Render each of the following entries as an item in a numbered list, omitting blank lines.

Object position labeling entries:

________________

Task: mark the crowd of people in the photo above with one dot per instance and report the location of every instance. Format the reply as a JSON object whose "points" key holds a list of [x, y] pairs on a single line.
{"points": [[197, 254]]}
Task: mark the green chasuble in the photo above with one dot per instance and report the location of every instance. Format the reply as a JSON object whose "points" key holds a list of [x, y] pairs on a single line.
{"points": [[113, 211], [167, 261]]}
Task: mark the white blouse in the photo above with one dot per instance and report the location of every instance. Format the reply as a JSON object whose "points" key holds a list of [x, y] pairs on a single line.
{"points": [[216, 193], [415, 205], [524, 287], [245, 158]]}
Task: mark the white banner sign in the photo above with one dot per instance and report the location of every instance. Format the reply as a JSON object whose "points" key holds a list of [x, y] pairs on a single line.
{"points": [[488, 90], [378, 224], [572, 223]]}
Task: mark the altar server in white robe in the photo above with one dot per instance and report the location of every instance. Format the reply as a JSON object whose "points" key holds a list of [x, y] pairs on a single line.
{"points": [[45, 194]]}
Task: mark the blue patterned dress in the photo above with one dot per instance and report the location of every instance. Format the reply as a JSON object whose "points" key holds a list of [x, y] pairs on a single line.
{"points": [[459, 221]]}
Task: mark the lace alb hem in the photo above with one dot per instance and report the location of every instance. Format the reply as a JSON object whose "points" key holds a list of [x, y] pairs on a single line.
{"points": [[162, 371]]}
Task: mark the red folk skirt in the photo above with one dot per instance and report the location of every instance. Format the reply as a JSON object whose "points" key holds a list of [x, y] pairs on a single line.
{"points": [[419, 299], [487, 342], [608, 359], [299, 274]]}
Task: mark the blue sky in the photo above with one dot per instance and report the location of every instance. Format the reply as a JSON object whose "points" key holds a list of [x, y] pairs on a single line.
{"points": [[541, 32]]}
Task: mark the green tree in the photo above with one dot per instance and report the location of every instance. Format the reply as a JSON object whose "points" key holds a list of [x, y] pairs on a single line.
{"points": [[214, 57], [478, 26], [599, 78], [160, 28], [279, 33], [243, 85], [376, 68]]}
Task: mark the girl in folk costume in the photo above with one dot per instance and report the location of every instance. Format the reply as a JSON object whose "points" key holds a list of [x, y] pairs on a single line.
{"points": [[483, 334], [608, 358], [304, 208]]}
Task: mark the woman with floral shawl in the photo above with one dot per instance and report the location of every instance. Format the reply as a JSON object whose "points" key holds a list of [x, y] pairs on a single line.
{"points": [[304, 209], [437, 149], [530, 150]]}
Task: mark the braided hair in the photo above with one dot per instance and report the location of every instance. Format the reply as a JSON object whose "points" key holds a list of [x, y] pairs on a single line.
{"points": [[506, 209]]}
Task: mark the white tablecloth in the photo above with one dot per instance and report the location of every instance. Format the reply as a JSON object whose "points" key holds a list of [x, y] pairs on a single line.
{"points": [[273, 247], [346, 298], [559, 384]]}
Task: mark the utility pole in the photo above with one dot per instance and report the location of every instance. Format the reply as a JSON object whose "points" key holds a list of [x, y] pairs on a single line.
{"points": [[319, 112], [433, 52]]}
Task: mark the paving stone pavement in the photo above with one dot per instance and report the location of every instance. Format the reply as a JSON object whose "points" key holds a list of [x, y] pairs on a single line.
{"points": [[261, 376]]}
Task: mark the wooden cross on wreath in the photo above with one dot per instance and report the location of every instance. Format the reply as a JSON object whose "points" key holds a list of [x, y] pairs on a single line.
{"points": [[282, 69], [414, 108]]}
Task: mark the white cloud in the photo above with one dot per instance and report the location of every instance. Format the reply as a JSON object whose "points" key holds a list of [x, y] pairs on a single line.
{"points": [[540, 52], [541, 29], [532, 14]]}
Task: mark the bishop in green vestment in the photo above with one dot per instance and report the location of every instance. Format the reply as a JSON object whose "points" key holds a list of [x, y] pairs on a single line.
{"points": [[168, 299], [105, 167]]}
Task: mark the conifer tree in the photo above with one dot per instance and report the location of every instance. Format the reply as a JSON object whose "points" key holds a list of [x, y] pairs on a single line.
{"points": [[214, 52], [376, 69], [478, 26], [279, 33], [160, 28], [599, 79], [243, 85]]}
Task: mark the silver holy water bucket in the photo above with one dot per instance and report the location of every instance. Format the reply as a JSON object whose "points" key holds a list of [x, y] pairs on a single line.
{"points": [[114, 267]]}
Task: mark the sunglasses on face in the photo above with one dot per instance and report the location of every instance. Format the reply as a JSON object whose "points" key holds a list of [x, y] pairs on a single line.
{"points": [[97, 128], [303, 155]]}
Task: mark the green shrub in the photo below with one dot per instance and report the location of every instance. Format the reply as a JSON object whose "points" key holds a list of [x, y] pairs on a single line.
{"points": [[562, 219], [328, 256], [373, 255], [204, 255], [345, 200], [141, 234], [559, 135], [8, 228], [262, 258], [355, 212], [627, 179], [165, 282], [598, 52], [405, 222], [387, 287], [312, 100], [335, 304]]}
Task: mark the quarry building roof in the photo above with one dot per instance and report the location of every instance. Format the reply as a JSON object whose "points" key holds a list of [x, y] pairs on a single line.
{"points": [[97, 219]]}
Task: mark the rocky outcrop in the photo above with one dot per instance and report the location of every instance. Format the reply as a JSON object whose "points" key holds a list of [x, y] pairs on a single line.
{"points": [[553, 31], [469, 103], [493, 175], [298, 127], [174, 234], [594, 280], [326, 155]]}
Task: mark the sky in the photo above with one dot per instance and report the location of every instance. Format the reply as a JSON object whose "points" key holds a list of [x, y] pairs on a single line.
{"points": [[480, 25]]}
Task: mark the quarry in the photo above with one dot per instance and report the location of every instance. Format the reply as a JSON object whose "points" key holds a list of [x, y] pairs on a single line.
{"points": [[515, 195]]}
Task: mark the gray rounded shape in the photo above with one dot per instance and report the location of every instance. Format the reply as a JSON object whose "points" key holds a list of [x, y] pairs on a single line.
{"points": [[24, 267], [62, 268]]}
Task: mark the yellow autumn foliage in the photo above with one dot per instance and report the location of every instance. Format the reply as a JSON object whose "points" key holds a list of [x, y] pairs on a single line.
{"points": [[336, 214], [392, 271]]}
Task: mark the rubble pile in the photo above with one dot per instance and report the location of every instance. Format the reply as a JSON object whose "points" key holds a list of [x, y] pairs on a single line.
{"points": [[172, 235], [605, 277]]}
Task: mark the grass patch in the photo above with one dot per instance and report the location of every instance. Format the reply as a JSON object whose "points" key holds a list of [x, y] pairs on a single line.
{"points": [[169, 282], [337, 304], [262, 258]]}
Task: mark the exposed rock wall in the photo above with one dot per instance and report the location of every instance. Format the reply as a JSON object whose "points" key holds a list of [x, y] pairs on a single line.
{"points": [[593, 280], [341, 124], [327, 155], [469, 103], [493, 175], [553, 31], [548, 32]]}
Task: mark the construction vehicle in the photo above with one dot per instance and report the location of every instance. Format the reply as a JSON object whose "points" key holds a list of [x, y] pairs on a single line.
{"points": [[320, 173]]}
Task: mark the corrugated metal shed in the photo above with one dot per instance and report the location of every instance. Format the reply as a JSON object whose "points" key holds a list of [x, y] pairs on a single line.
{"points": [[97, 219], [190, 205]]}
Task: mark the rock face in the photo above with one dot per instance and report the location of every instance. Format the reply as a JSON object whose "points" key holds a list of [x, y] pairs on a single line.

________________

TASK ANSWER |
1. Task: mark the crowd of people in the photo above with one dot per instance and report the location of every instance. Format the reply as a JSON object whose "points" key holds a list of [x, y] pairs on a single line.
2. {"points": [[197, 254]]}
3. Task: mark the green chasuble in the photo above with one dot per instance and report the location of every instance. Format the reply as a JSON object whose "points" key holds a list of [x, y] pairs on a single line.
4. {"points": [[113, 211], [167, 261]]}
5. Task: mark the white blouse in the photo above with one dot per instance and report the location of every instance. Format the reply as a JSON object whose "points" key holds a list of [x, y] pairs on a single line.
6. {"points": [[216, 193], [415, 205], [524, 287], [245, 158]]}
7. Task: mark the white banner sign in the photo above with one dot per instance and report the location of every instance. Format the reply as a JSON object whose "points" key holds a list of [x, y] pairs on a single line.
8. {"points": [[488, 90], [378, 224], [572, 223]]}
9. Task: mark the altar server in white robe in the photo above with one dot per instance and report the location of every instance. Format the reply as a JSON object whose "points" key holds a list of [x, y] pairs on a single line.
10. {"points": [[45, 194]]}
11. Task: mark the blue patterned dress in the photo above with one dot per instance and report the location of every instance. Format the reply as a JSON object whose "points" key holds a list of [x, y] pairs on a single line.
12. {"points": [[459, 221]]}
13. Task: mark the lace alb hem in the photo above with one dot per instance and report the location of every instance. Format the reply as a JSON object whose "points" key holds a list of [x, y] pairs on a single line.
14. {"points": [[162, 371]]}
15. Task: mark the red folk skirt in the photo above with one dot per instance and report the location of every instance. Format the reply as a JSON object whose "points" key holds a list of [x, y] pairs on a single line.
16. {"points": [[419, 299], [487, 342], [608, 359], [299, 274]]}
17. Task: mark the blue sky in the photo above with one dot per instance and report the location of every instance. Format the reply as a JSON object whose "points" key holds a list of [x, y] pairs on a single line.
18. {"points": [[541, 32]]}
19. Task: mark the green tree in the photo above with one dot per instance and report the location of every instance. Format the reply as a JSON object whose "points" key holds a list of [x, y] pairs on a single line.
20. {"points": [[214, 57], [478, 26], [599, 78], [160, 28], [279, 33], [243, 85], [376, 68]]}
21. Task: mark the girl in folk costume in the photo above with one dot per instance and report the location of every instance. Format the reply as a JSON object whose "points" key holds a list of [x, y] pairs on a single line.
22. {"points": [[483, 334], [608, 358], [304, 208]]}
23. Task: mark the woman with floral shawl in the photo above with one dot per instance and report the location of every instance. Format the reply as a JSON object whose "points" key holds a list of [x, y] pairs on a single line.
24. {"points": [[304, 209], [437, 149], [530, 150]]}
25. Task: mark the braided hair in the photo above with one dot per instance and report the location of every instance. Format the reply as a JSON object whose "points" key holds a list of [x, y] pairs on a single line.
26. {"points": [[506, 209]]}
27. Task: mark the white tablecloth in the photo above with one dot per instance and report the location of every instance. Format the reply as a JSON object whose "points" key holds a list of [x, y] pairs on a single line.
28. {"points": [[273, 247], [346, 298], [559, 384]]}
29. Task: mark the utility pole in the photo above with one dot per instance and report the location of every instance. Format the reply as a JSON object whose "points" key holds a list of [x, y] pairs on a single line.
30. {"points": [[319, 112], [433, 52]]}
31. Task: mark the paving stone pavement in the photo above with one dot per instance and report the location of every instance. Format the reply as a JSON object whose "points" key holds a list of [x, y] pairs on a single line.
32. {"points": [[261, 376]]}
33. Task: mark the wooden cross on wreath in the photo above with one dot per instance and report the location of every instance. Format the reply as a JSON object whose "points" key holds a list of [x, y] pairs on a single line.
34. {"points": [[282, 69], [414, 108]]}
35. Task: mark the white cloud in the photo above with one dot per instance and report the location of every instance. Format the reply as a JSON object whose "points" key holds a list of [x, y] pairs on a single line.
36. {"points": [[540, 52], [541, 29], [532, 14]]}
37. Task: mark the bishop in green vestment in the photo above with one dot per instance and report the location of every instance. Format the reply as a JSON object whose "points" key holds a list of [x, y] pairs on a single line.
38. {"points": [[168, 299], [105, 167]]}
39. Task: mark the conifer tree in the photo above with one dot per instance and report the location of every instance. Format the reply as a JSON object whose "points" key holds a list of [x, y] pairs on a single line.
40. {"points": [[214, 52], [376, 69], [478, 26], [279, 33], [160, 28], [599, 79], [243, 85]]}
41. Task: mark the silver holy water bucket in the photo above with one dot per instance and report the location of every instance. Format the reply as a JSON object whose "points" key holds a list of [x, y] pairs on a single line.
42. {"points": [[114, 267]]}
43. Task: mark the sunglasses on face in the photo above with one dot per instance and report the location of every instance. Format the reply as a JSON object whose "points" key holds a list of [x, y] pairs on a single line.
44. {"points": [[97, 128], [303, 155]]}
45. Task: mark the green shrub in the photo below with one dot per instance and report the location of every instance. Format the reply as a JSON object whose "points" key holds a list of [x, y] pairs on a single line.
46. {"points": [[562, 219], [328, 256], [373, 255], [204, 255], [345, 200], [141, 234], [559, 135], [8, 228], [262, 258], [355, 212], [627, 179], [165, 282], [598, 52], [405, 222], [387, 287], [312, 100], [335, 304]]}
47. Task: mark the quarry building roof in the photo above with one dot per instance and report the location of every instance. Format the reply as a JSON object whose "points" key holds a list of [x, y] pairs on a single line.
48. {"points": [[97, 219]]}
49. Task: mark the rocky outcrop in the photo above with one dot per instance and report the location of every instance. Format the reply as a JSON object whose "points" key holds a list of [x, y] pairs on a single line.
50. {"points": [[553, 31], [469, 103], [493, 175], [298, 127], [174, 234], [594, 280], [326, 155]]}
51. Task: mark the sky in the photo above with one dot per instance and report the location of every instance. Format the reply as a JSON object whose "points" key holds a list of [x, y] pairs on a single line.
52. {"points": [[480, 25]]}
53. Task: mark the quarry in the photo above with one dot per instance and report the location of every instance. Format the reply as a JSON object whose "points" key holds a list of [x, y] pairs on a single line.
54. {"points": [[515, 195]]}
55. Task: mark the gray rounded shape in the photo above with one dot per instance and report the location of every instance. Format the reply as a JSON object whose "points" key holds a list of [x, y] pairs on a single line.
56. {"points": [[24, 267], [62, 268]]}
57. Task: mark the yellow autumn foliage in the photo above with one dot per instance and report the location of every instance. Format the reply as a JSON object whose "points" key holds a list of [x, y] pairs on a single line.
58. {"points": [[336, 214], [392, 271]]}
59. Task: mark the rubble pile in the photo above with one dot per instance and report the location of every instance. Format the reply as a JSON object whose "points" key holds a list of [x, y] pairs on a single line.
60. {"points": [[172, 235], [605, 277]]}
61. Task: mark the grass patch in the photo above with one dot per instance and report the location of every instance. Format the reply as a JSON object whose "points" key holds a list of [x, y] pairs on a single line.
62. {"points": [[169, 282], [337, 304], [262, 258]]}
63. Task: mark the exposed rock wall in the photo above with one dot per instance and report the location of every instance. Format the reply as a JSON object whose "points" key holds a list of [x, y] pairs on a single line.
64. {"points": [[593, 280], [341, 124], [327, 155], [469, 103], [493, 175], [553, 31], [548, 32]]}
65. Task: mark the construction vehicle in the photo above with one dot per instance and report the location of every instance. Format the reply as a JSON object whose "points" key holds a list of [x, y] pairs on a single line.
66. {"points": [[320, 173]]}
67. Task: mark the corrugated metal shed in the photo above with one dot per instance and report the location of every instance. Format the reply as a JSON object whose "points" key holds a list of [x, y] pairs on a single line.
68. {"points": [[97, 219], [190, 205]]}
69. Task: mark the rock face in the photo above with one dot per instance and report the location of every instance. Format the reply as a JSON object whose "points" key holds a list of [x, y] pairs on a single line.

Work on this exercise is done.